Your goal ::
Output the data below exactly, down to the last character.

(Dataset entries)
● ● ● ● ●

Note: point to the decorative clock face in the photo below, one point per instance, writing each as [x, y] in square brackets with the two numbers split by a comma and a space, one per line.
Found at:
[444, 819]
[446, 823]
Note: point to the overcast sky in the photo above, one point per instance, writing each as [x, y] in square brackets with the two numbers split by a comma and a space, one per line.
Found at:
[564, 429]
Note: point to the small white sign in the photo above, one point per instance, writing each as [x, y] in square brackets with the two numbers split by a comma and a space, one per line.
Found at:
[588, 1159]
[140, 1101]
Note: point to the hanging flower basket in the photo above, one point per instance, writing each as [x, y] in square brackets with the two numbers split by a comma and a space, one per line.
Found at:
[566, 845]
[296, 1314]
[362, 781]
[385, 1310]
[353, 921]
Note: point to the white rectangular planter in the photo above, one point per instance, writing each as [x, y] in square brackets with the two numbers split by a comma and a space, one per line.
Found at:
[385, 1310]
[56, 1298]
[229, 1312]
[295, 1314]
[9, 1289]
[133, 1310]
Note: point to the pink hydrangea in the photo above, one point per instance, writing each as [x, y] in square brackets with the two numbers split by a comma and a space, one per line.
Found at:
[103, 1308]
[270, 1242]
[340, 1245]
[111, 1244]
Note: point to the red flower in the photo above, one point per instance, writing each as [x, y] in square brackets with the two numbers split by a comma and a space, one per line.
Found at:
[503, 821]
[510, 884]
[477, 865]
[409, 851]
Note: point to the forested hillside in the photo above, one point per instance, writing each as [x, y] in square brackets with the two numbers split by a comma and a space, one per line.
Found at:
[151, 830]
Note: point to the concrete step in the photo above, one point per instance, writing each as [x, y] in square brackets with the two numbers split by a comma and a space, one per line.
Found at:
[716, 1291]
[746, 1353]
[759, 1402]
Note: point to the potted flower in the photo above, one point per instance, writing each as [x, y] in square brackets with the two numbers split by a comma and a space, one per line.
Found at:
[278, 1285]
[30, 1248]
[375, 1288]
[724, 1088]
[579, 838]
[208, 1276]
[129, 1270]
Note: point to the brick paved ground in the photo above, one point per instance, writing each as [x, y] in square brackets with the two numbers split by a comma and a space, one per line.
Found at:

● ● ● ● ●

Answer box ::
Note: point to the decorative clock face in the photo below, one point per instance, writing each as [x, y] in square brackets with the two numbers split by a comma and a space, one per line.
Found at:
[444, 819]
[446, 823]
Note: point to the overcast sky in the photo above, one point per instance, writing each as [x, y] in square brackets with the two numbers split by a comma and a space, one per line.
Found at:
[564, 429]
Note: point to the small white sign in the photo above, one point per instance, writing each as [x, y] in square brackets with the two numbers split by a comma and a space, one per line.
Found at:
[588, 1159]
[140, 1101]
Note: point to the hanging flower basket in the photo above, one point per instance, writing each as [x, y] in square brackets with the two numbers split by a comma and a space, one per line.
Found at:
[566, 845]
[296, 1314]
[362, 781]
[385, 1310]
[353, 921]
Note: point to the white rectangular planter in the photo above, one point per instance, writing each as [x, y] in square brackets with the two numbers split by a comma and a space, one per line.
Found at:
[385, 1310]
[56, 1298]
[229, 1312]
[295, 1314]
[9, 1289]
[133, 1310]
Note: point to the pink hydrangea in the photo above, one point per instance, writing each as [x, y] in square brackets with the two numbers split by a comma and a space, one per line.
Found at:
[103, 1308]
[270, 1242]
[340, 1245]
[111, 1244]
Note: point to the red flower in the photo above, one point per instance, writing each as [x, y] in square brackets with the two numbers split by a comma and a space, one per line.
Found at:
[503, 821]
[510, 884]
[477, 865]
[409, 851]
Note: point to the forested hillside in the photo above, one point per instance, writing each as [x, y] in square brackets with the two numbers split by a comma and a space, one per line.
Found at:
[151, 830]
Note: point to the concrete step in the photo above, one point per instance, writing each as [x, y] in square brackets with the two numbers split by a comma and a space, one per line.
Found at:
[716, 1291]
[746, 1353]
[759, 1402]
Note: point to the potted flower in the photo above, one point per instance, writing each as [x, y] in square brackets with the two numbers split by a comma and a space, one per line.
Found at:
[278, 1285]
[30, 1248]
[375, 1288]
[724, 1088]
[579, 838]
[208, 1276]
[129, 1270]
Note: point to the brick paved ground in the photo above, one point per instance, writing each as [x, y] in square brackets with the two numbers split by a comma and a space, one per line.
Found at:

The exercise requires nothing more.